Records for this task —
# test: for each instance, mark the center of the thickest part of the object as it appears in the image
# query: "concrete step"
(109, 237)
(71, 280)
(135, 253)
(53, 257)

Assignment —
Transcribe the material above in full, keeping every word.

Answer for the task —
# test: for each instance, mark the center of the thickest part of the object as it appears in the image
# query: "concrete step"
(109, 237)
(71, 280)
(135, 253)
(53, 257)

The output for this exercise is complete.